— BEGIN Record excerpts —

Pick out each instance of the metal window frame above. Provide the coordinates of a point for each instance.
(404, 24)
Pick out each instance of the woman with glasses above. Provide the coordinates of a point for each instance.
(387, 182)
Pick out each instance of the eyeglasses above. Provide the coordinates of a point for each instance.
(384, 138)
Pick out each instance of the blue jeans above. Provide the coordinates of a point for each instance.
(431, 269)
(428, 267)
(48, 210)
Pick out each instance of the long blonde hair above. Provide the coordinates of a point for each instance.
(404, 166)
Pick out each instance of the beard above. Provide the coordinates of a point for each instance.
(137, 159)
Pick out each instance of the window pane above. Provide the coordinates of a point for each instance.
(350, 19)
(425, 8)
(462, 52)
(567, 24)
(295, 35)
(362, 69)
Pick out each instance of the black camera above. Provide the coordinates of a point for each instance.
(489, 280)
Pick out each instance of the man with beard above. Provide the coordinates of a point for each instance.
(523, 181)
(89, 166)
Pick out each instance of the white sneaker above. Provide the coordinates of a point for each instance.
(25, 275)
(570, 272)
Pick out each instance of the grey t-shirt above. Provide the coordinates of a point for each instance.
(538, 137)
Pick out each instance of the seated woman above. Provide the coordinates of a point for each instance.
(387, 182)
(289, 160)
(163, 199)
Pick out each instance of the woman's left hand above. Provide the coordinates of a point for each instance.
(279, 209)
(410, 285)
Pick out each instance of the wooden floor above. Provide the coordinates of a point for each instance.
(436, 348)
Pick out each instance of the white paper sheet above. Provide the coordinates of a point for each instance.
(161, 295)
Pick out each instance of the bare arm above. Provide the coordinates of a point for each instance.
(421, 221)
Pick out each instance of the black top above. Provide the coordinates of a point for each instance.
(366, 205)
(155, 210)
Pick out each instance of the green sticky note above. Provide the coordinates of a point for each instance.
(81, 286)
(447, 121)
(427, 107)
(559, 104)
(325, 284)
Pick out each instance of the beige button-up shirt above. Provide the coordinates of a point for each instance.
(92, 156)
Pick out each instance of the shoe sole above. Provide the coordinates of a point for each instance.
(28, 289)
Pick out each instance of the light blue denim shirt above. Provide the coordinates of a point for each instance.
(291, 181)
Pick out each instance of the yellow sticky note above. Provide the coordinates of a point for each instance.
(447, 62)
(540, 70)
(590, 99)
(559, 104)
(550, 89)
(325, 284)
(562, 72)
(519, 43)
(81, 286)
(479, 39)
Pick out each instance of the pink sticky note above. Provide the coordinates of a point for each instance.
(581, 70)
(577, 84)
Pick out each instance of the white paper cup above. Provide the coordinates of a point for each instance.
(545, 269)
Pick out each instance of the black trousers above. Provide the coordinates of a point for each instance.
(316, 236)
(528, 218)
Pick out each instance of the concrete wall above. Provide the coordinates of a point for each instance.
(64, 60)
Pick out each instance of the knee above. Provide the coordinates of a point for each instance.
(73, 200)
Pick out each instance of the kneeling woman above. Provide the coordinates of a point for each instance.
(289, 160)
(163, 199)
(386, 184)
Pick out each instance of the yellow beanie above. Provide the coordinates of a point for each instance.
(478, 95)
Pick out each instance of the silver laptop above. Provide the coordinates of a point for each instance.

— END Record excerpts —

Problem description: Starting at the line that contains "Pick out each instance of the light", output each remaining line of the listing, the last line included, exactly as it appears.

Exercise response:
Pick out each instance of the light blue denim shirt above. Provide the coordinates of a point for each instance.
(291, 181)
Pick out each instance of the yellow sticky note above. Provide the coordinates of a point for each instance.
(447, 62)
(540, 70)
(590, 99)
(559, 104)
(550, 89)
(325, 284)
(562, 72)
(519, 43)
(81, 286)
(479, 39)
Pick out each instance of the pink sticky note above. Provide the coordinates of a point for each instance.
(581, 70)
(577, 84)
Pick out each instance of the white paper cup above. Provide the coordinates of a point for each instance.
(545, 269)
Pick out each instance of the black trousers above. Provide the coordinates of a point for each instance.
(316, 236)
(528, 218)
Pick out each instance of the concrete wall above. Provide the coordinates of a point for each instance.
(64, 60)
Pick out each instance of the knee above. Provide the coordinates of a point for each instance.
(73, 200)
Pick out each instance of the kneeling woman above. Provide the coordinates of a point for each instance.
(289, 160)
(163, 199)
(386, 184)
Pick out each instance of the yellow beanie above. Provide the coordinates of a point for each instance.
(478, 95)
Pick out each instance of the silver laptop above. Provide the coordinates of a point for each instance.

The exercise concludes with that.